Psychological Attachment vs. Fiscal Prudence
Even though economists and policymakers understand that a return to old exchange rates is unrealistic, public sentiment often tells a different story.
The Emotional Pull of the “Old Pound”: For many Syrians, especially the older generation, the pre-war exchange rate symbolizes a time of normalcy. This nostalgia is deeply tied to:
- Lower living costs
- Higher purchasing power
- More stable lives
The Dangers of Artificial Revaluation: Some governments in similar situations have attempted artificial currency pegs or politically motivated revaluations. The result?
- Black markets: When official rates are artificially low, black markets thrive.
- Currency hoarding: People avoid exchanging at bad official rates, worsening the liquidity problem.
- Loss of reserves: Governments trying to maintain an artificial rate burn through reserves quickly.
External Debt and Forex Reserves Challenges
A crucial reason why revaluation remains out of reach is the dire state of Syria’s foreign currency reserves and debt profile.
reforms first.
- Shrinking Forex Reserves: The Central Bank of Syria has very limited foreign currency reserves. This makes it difficult to take action in the currency market. When the pound loses value, the central bank cannot provide enough support to stop it from falling further. As a result, the Syrian pound continues to weaken.
The lack of foreign reserves also creates problems for importing critical goods. Without enough dollars or euros, Syria cannot easily buy fuel, medicine, or food from abroad. This affects the daily lives of many people in the country.
- Reliance on Informal Markets: Syria cannot borrow money from international capital markets. Because of this, it depends on money that comes from other informal sources. These include remittances sent home by Syrians living in other countries, goods smuggled across borders, and unofficial transfers of dollars inside the country.
These sources of income are not reliable. They change from month to month and are hard for the government to monitor or control. This makes it difficult to build a clear or stable currency policy. The economy becomes unpredictable, and planning for the future becomes very hard.
- Mounting External Debt: Syria continues to add to its external debt. This includes loans for military support and rebuilding the country, mainly from allies like Russia and Iran. There are also debts from before the war that still need to be paid.
Over time, Syria will need to restructure its debt. But before creditors agree to any changes, they will ask the government to make reforms. These reforms could include changes to economic policy, increased transparency, and better financial management.
Final Thoughts:
It’s completely understandable why many Syrians want the pound to go back to its pre-crisis value. Life was simpler, and financial stress wasn’t crushing every household. But the truth is, currencies don’t work like time machines. The Syrian pound reflects the health of the economy, not its history.
A revaluation to pre-war levels is not just unlikely—it’s nearly impossible without a complete economic overhaul, debt restructuring, political stability, and reintegration into the global financial system.
That doesn’t mean Syria is doomed forever. Currency stability can be achieved. Rebuilding takes time, policy discipline, and international cooperation. But rather than chasing old numbers, Syria would be better served by setting new, realistic goals for economic recovery.
The past may feel familiar, but the future must be forged with clarity—not blurry dreams.
Because sometimes, the real strength of a currency isn’t in going back—but in moving forward.

> [RECORDS SUPPLIED]
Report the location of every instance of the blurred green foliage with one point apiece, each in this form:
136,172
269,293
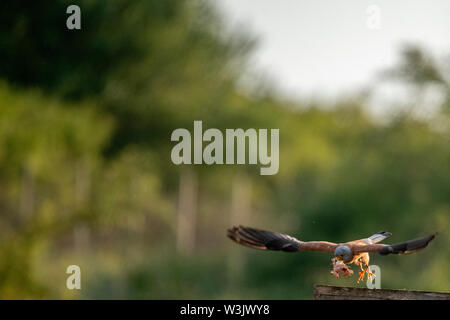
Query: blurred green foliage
86,176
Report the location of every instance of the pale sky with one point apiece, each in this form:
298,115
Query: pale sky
324,48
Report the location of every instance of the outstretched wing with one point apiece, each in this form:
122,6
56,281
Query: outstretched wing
398,248
267,240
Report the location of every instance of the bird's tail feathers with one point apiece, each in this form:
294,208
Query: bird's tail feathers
379,236
263,240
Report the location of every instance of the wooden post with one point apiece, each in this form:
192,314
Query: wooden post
348,293
187,212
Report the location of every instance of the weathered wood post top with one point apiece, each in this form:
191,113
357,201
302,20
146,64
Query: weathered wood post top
348,293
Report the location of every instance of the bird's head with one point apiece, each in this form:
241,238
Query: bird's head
343,253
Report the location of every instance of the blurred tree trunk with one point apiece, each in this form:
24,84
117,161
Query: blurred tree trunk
241,191
26,202
81,234
187,211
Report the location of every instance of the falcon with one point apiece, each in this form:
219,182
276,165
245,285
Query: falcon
353,252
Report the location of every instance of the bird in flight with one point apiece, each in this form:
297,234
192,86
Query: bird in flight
353,252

> [EXERCISES]
• A. In the text on the Syrian pound, which allies mainly provide Syria's loans for military support and rebuilding?
• B. Copy the stretch of the text on the Syrian pound from "- Shrinking Forex" through "inside the country.".

> [SOLUTION SET]
• A. Russia and Iran.

• B.
- Shrinking Forex Reserves: The Central Bank of Syria has very limited foreign currency reserves. This makes it difficult to take action in the currency market. When the pound loses value, the central bank cannot provide enough support to stop it from falling further. As a result, the Syrian pound continues to weaken.
The lack of foreign reserves also creates problems for importing critical goods. Without enough dollars or euros, Syria cannot easily buy fuel, medicine, or food from abroad. This affects the daily lives of many people in the country.
- Reliance on Informal Markets: Syria cannot borrow money from international capital markets. Because of this, it depends on money that comes from other informal sources. These include remittances sent home by Syrians living in other countries, goods smuggled across borders, and unofficial transfers of dollars inside the country.